- Your objective -
Check each line of the records below for the word "sedan" and copy those where it appears.

- - -

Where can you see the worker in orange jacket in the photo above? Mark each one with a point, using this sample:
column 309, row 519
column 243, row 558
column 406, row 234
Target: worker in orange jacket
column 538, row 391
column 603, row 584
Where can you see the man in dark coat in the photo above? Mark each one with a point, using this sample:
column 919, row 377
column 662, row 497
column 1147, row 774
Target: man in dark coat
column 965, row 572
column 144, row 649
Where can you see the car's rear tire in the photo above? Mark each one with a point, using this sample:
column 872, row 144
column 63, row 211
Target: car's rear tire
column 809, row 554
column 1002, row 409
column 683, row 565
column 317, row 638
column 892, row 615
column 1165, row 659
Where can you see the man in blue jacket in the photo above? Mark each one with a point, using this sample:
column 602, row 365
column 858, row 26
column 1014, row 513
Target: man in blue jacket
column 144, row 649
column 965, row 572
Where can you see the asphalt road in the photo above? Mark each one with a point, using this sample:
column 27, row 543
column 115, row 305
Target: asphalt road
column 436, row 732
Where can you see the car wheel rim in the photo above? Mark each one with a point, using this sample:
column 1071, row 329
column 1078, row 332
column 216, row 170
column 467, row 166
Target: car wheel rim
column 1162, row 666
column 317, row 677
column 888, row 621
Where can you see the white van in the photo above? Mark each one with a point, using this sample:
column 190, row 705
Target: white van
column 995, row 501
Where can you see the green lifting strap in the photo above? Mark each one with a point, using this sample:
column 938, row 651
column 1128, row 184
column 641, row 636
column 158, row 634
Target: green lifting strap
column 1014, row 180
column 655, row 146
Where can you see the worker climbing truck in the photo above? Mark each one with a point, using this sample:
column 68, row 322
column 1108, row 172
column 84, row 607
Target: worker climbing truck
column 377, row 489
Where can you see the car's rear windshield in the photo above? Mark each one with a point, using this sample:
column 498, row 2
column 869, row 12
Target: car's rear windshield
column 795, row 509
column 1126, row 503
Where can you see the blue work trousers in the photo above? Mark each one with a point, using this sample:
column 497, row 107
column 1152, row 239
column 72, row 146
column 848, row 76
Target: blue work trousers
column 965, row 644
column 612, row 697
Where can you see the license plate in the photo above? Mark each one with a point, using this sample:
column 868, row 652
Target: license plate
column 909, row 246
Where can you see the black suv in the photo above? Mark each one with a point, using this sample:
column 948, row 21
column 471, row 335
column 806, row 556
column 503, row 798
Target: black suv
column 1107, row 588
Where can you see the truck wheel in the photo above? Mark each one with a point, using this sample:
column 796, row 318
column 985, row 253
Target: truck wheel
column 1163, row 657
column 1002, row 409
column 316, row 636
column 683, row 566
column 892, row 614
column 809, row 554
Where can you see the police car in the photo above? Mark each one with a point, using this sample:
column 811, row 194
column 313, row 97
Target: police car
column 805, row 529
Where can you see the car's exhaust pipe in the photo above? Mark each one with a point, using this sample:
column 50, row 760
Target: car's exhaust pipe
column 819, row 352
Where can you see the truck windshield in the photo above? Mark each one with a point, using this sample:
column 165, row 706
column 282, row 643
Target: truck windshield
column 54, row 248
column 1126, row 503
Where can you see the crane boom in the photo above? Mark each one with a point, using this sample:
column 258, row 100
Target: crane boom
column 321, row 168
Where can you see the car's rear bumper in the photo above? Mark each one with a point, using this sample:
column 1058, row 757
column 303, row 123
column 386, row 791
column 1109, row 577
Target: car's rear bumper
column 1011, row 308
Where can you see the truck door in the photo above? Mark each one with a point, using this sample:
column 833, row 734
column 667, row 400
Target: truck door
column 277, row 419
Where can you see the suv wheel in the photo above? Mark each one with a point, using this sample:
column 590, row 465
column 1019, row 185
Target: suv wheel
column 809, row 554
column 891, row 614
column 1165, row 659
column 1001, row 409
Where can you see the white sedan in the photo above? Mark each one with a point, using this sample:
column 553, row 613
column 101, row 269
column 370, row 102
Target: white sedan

- - -

- Reply to the exercise -
Where can you see the white sedan in the photo above? Mark each one with a point, using this sample:
Target: white sedan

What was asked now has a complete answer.